**Supplied material**:
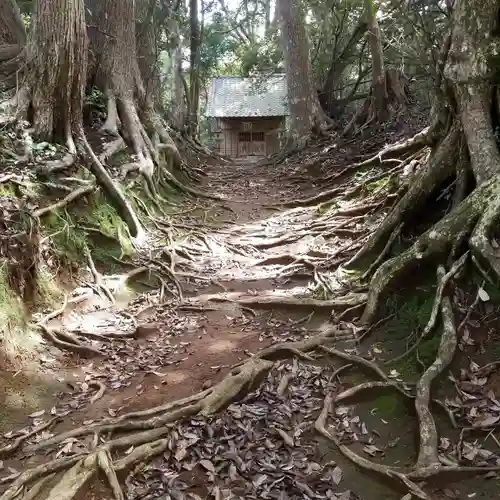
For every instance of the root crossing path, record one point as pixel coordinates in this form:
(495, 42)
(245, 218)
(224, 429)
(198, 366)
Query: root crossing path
(236, 377)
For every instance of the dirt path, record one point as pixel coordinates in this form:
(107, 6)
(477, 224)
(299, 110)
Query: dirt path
(251, 276)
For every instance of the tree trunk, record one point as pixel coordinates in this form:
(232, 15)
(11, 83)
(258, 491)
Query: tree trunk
(306, 114)
(194, 61)
(147, 50)
(470, 75)
(338, 65)
(179, 104)
(388, 91)
(12, 42)
(54, 88)
(380, 111)
(12, 30)
(57, 63)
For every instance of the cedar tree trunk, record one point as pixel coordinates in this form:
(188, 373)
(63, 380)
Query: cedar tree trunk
(306, 114)
(469, 143)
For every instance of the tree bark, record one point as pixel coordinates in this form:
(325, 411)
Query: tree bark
(12, 30)
(306, 114)
(57, 64)
(338, 65)
(55, 84)
(147, 50)
(471, 78)
(380, 110)
(12, 42)
(194, 62)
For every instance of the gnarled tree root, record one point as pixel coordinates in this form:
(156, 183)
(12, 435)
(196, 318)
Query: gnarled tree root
(439, 167)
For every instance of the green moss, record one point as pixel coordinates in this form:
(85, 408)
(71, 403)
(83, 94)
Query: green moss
(411, 313)
(105, 218)
(12, 311)
(48, 293)
(389, 406)
(492, 290)
(68, 240)
(7, 190)
(120, 157)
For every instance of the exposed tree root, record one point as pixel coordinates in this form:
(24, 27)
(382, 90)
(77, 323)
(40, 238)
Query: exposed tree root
(75, 346)
(428, 450)
(436, 307)
(440, 166)
(271, 302)
(11, 448)
(74, 195)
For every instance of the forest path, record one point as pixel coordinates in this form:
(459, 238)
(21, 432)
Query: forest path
(179, 349)
(253, 279)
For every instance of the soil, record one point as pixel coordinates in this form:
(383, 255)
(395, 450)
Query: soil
(176, 352)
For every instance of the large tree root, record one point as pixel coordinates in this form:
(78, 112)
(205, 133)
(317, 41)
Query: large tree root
(429, 464)
(283, 301)
(440, 166)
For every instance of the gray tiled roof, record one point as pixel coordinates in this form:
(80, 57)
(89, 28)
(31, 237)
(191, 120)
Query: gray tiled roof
(234, 96)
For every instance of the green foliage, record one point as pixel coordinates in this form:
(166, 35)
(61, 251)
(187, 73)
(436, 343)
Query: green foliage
(70, 238)
(48, 293)
(411, 314)
(12, 313)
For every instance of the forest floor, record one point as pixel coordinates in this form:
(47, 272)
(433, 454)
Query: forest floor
(255, 273)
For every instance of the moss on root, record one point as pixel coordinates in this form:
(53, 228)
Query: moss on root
(410, 316)
(97, 227)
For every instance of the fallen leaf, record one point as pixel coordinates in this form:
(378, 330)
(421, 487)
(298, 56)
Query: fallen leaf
(37, 414)
(337, 475)
(208, 465)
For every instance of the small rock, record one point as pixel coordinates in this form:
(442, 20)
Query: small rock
(146, 329)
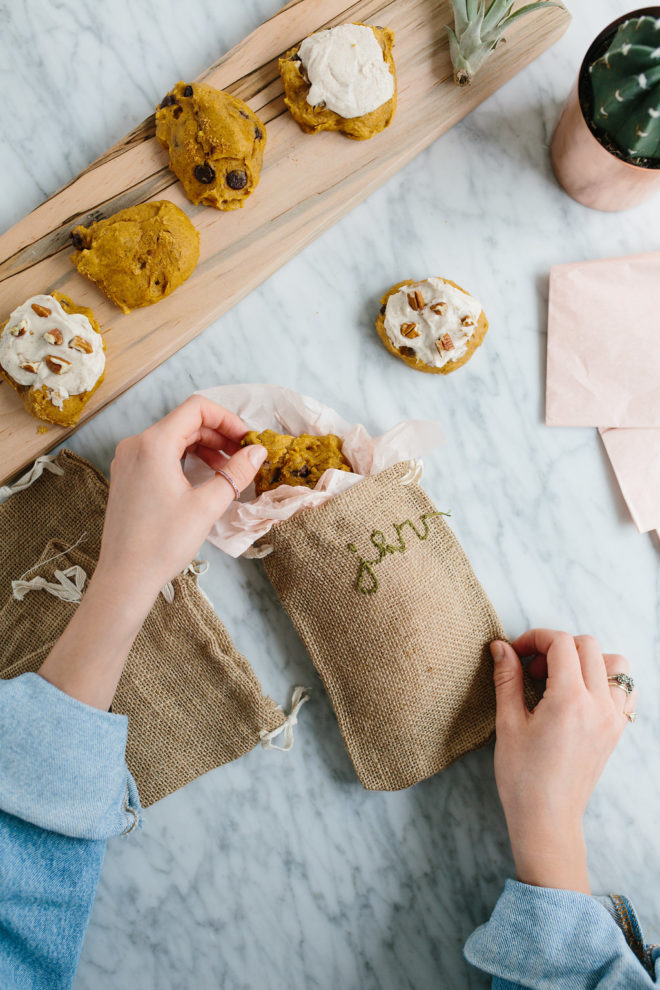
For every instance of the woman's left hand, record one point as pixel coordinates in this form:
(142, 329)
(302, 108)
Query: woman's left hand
(156, 520)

**Task description**:
Should a record include a picture, drop the picture and write out the remainder exactly.

**Result for this exercise**:
For every instance of the root crossing path, record one point as pixel coordinates in this form:
(495, 42)
(245, 218)
(224, 429)
(198, 366)
Query: root crossing path
(236, 377)
For every instance of the dirt path, record one point as pixel coordinates in this form:
(107, 6)
(477, 224)
(299, 110)
Query: dirt path
(251, 276)
For every instance of the tree trunk, record one point as pixel coordinates in this form:
(232, 15)
(11, 83)
(258, 491)
Query: tree trunk
(306, 114)
(194, 61)
(147, 50)
(470, 75)
(338, 65)
(179, 104)
(388, 91)
(12, 42)
(54, 88)
(380, 111)
(12, 30)
(57, 63)
For every instance of the cedar tree trunk, record one point as pixel coordinates in this form:
(188, 373)
(63, 380)
Query: cedar tree trunk
(306, 114)
(469, 143)
For every instance of the tree bark, record one point as pixel coordinates in this form:
(325, 411)
Query: tree bark
(12, 30)
(306, 114)
(57, 64)
(338, 65)
(55, 84)
(147, 50)
(471, 78)
(380, 110)
(12, 42)
(194, 62)
For every instance of the gnarled tree root, record one point as pixel coordinates in this form:
(156, 183)
(12, 435)
(196, 318)
Query: gnarled tree root
(439, 167)
For every instance of the green moss, record one point as pixel coordinates in this form:
(85, 408)
(71, 403)
(83, 94)
Query: green moss
(411, 313)
(105, 218)
(12, 311)
(48, 293)
(389, 406)
(492, 290)
(68, 240)
(7, 190)
(120, 157)
For every instance of the exposed tree root, record one point as pixel coordinates in this form:
(24, 27)
(382, 90)
(77, 323)
(40, 238)
Query: exposed tree root
(75, 346)
(428, 450)
(436, 307)
(440, 166)
(271, 302)
(11, 448)
(74, 195)
For every instance of the forest path, record one point as pixel coordinates in this form:
(459, 238)
(21, 432)
Query: forest path
(179, 349)
(253, 279)
For every instance of the soil, record one point as pixel coordinates in this form:
(383, 255)
(395, 450)
Query: soil
(176, 352)
For every instance of the large tree root, record one point as pixel coordinates in this form:
(78, 112)
(205, 133)
(317, 41)
Query: large tree root
(429, 464)
(283, 301)
(440, 166)
For every instance of the gray tiled roof, record one point as pixel coordinates in this form:
(80, 57)
(89, 28)
(31, 237)
(191, 120)
Query: gray tiled roof
(234, 96)
For every instance of the green foliage, record one point as pixel coordinates in this form:
(166, 35)
(61, 251)
(187, 73)
(436, 343)
Query: green foliage
(70, 238)
(48, 293)
(411, 314)
(12, 313)
For every instance of the forest floor, record one point as pixel coordinates in this form:
(47, 272)
(433, 454)
Query: forest floor
(255, 273)
For every instance of the moss on root, record one point as pixel coordinates in this form:
(53, 228)
Query: moss on root
(410, 316)
(97, 227)
For every instance of the fallen leaf, record one point as pixel coordinates in this form:
(378, 330)
(421, 487)
(298, 56)
Query: fallen leaf
(37, 414)
(337, 475)
(208, 465)
For every instance of the small rock, record one point as pixel coordinates in this form:
(442, 20)
Query: small rock
(146, 329)
For every instance of the woman's left hand, record one point as pixel coordinates in this form:
(142, 329)
(302, 108)
Query: woman's left hand
(156, 520)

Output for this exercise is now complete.